## AUFGABEN
1 > Beantworte anhand des Textes über Nanokapseln aus DNA die folgenden Fragen:
(a) An welcher Einrichtung wurde das DNA-Origami entwickelt?
(b) Welchen inneren Durchmesser erreichten die Nanokapseln höchstens?
(c) Was diente auf der Innenseite der Nanokapseln als Andockstellen?
2 > Gib den Abschnitt aus dem Text über Nanokapseln aus DNA wortgetreu wieder, beginnend bei „Das Münchener Team“ und endend bei „wie etwa Antikörper.“.
3 > Entscheide für jede Aussage, ob sie mit dem Text über Nanokapseln aus DNA übereinstimmt, und belege deine Antwort mit einem wörtlichen Zitat:
(a) Das DNA-Origami wurde vor etwa 15 Jahren entwickelt.
(b) Arzneien gegen Virus-Infektionen sind weit verbreitet.
(c) Das Münchener Team fertigte zuerst viereckige Strukturen.

#### AUSGEWÄHLTER TEXT

Antibiotika helfen – zunehmende Resistenzen ausgenommen – effektiv gegen bakterielle Infektionen. Entsprechende Arzneien gegen Virus-Infektionen sind dagegen sehr selten. Hier helfen vor allem – wie aktuell bei SARS-CoV-2 – aufwendig entwickelte Impfstoffe. Einen neuen Weg zur Virenbekämpfung schlagen nun Wissenschaftler um Hendrik Dietz von der Technischen Universität München (TUM) ein. Sie fertigten aus Erbgut-Molekülen winzige Nanokapseln, die erfolgreich erste Viren-Typen einfangen und binden konnten.

Die Grundlage für diese antivirale Strategie bildet das DNA-Origami, das vor etwa 15 Jahren am California Institute of Technology in Pasadena entwickelt wurde. Dabei lassen sich einzelne DNA-Molekülstränge völlig selbstständig zu komplexeren dreidimensionalen Strukturen verbinden. Durch die geschickte Anordnung verknüpfender DNA-Basen wie Adenin, Guanin, Cytosin und Thymin lassen sich so viele verschiedene geometrische Strukturen gezielt herstellen.

Das Münchener Team schaffte es nun mit Unterstützung weiterer Arbeitsgruppen, zuerst dreieckige Strukturen über das DNA-Origami zu fertigen. Diese ordneten sich dann in weiteren Schritten zu hohlen Halb- und Vollkugeln mit einem relativ großen Innenraum an. Mit einem inneren Durchmesser von bis zu 280 Nanometern waren diese Nanokapseln und Nanoschalen groß genug, um einzelne Viren einzufangen. Als Andockstellen dienten auf der Innenseite der Nanokapseln Viren-bindende Moleküle wie etwa Antikörper.

########
#### ENTNOMMENES MATERIAL

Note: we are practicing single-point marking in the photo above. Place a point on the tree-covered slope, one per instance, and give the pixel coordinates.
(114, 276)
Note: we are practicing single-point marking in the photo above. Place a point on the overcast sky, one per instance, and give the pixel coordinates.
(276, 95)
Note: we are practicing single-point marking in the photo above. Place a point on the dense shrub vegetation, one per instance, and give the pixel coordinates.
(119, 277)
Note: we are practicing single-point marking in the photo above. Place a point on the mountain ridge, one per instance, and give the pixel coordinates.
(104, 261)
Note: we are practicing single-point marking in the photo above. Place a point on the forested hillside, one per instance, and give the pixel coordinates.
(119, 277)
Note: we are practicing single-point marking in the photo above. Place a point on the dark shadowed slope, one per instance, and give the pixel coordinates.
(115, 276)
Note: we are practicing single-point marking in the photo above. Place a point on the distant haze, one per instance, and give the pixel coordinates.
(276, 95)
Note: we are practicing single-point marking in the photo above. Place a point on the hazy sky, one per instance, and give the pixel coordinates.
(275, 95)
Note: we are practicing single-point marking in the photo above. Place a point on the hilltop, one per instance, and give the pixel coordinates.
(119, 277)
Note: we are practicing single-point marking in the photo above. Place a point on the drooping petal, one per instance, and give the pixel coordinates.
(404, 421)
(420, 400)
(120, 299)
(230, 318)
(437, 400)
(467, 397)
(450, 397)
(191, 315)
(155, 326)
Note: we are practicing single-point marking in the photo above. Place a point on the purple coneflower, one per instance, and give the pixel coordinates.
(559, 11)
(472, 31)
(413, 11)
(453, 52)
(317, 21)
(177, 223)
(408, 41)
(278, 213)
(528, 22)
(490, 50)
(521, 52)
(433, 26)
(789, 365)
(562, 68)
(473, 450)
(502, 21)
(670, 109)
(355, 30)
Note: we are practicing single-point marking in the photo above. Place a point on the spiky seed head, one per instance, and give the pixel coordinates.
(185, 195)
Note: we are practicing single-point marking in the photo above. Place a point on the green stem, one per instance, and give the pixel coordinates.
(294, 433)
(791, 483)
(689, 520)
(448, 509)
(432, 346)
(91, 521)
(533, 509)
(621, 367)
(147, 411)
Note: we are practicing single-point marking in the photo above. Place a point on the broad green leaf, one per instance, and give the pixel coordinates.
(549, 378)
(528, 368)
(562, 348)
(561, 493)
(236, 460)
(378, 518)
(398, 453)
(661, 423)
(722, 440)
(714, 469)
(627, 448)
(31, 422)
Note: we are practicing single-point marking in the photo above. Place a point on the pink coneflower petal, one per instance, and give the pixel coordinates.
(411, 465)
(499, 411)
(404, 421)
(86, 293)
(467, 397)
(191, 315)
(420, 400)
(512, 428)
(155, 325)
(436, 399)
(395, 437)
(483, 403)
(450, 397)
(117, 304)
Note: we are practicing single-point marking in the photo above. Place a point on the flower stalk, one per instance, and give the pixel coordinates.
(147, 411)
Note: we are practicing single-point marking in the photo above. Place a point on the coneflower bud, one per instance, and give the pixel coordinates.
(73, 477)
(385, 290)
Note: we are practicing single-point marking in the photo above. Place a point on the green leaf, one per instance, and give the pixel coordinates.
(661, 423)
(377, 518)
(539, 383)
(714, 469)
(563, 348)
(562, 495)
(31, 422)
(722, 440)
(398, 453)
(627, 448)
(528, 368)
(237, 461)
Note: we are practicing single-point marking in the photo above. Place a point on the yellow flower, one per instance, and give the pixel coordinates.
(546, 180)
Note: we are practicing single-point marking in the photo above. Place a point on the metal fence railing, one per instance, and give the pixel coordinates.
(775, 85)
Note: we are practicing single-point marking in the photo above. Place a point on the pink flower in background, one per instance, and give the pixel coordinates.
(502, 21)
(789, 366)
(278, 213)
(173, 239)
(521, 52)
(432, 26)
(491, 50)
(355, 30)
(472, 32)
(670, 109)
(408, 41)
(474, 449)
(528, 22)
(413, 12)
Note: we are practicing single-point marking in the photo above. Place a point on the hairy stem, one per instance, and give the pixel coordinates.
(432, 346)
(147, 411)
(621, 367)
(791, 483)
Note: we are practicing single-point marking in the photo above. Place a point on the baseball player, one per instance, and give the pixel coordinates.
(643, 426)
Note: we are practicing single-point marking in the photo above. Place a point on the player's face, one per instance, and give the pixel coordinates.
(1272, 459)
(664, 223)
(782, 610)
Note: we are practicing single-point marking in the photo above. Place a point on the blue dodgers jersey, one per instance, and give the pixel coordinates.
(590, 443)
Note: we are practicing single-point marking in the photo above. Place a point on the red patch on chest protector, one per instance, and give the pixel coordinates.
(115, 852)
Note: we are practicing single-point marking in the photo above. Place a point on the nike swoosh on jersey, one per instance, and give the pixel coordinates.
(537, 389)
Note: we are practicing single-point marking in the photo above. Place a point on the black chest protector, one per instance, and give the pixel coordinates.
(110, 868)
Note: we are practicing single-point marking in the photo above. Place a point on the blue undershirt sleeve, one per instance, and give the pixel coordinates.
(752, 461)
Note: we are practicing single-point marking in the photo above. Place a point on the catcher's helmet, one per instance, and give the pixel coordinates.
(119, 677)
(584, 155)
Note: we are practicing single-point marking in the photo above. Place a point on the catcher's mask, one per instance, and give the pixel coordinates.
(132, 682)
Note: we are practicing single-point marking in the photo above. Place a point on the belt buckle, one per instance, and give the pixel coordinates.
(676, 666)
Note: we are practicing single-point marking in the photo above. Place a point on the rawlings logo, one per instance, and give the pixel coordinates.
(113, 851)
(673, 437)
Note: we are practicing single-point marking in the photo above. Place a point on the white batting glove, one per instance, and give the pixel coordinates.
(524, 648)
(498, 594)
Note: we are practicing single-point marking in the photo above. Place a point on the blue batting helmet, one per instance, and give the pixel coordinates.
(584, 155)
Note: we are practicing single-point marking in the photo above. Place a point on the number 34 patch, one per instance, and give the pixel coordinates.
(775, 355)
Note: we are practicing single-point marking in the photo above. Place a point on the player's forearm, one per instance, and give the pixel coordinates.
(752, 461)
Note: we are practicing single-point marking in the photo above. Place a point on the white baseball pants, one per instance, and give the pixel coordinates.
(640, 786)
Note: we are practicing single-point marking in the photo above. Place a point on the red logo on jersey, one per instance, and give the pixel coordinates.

########

## ANTWORTEN NACH NUMMER
1 >
(a) Am California Institute of Technology in Pasadena.
(b) Bis zu 280 Nanometer.
(c) Viren-bindende Moleküle wie etwa Antikörper.

2 >
Das Münchener Team schaffte es nun mit Unterstützung weiterer Arbeitsgruppen, zuerst dreieckige Strukturen über das DNA-Origami zu fertigen. Diese ordneten sich dann in weiteren Schritten zu hohlen Halb- und Vollkugeln mit einem relativ großen Innenraum an. Mit einem inneren Durchmesser von bis zu 280 Nanometern waren diese Nanokapseln und Nanoschalen groß genug, um einzelne Viren einzufangen. Als Andockstellen dienten auf der Innenseite der Nanokapseln Viren-bindende Moleküle wie etwa Antikörper.

3 >
(a) Ja: „das vor etwa 15 Jahren am California Institute of Technology in Pasadena entwickelt wurde“
(b) Nein: „Entsprechende Arzneien gegen Virus-Infektionen sind dagegen sehr selten.“
(c) Nein: „zuerst dreieckige Strukturen über das DNA-Origami zu fertigen“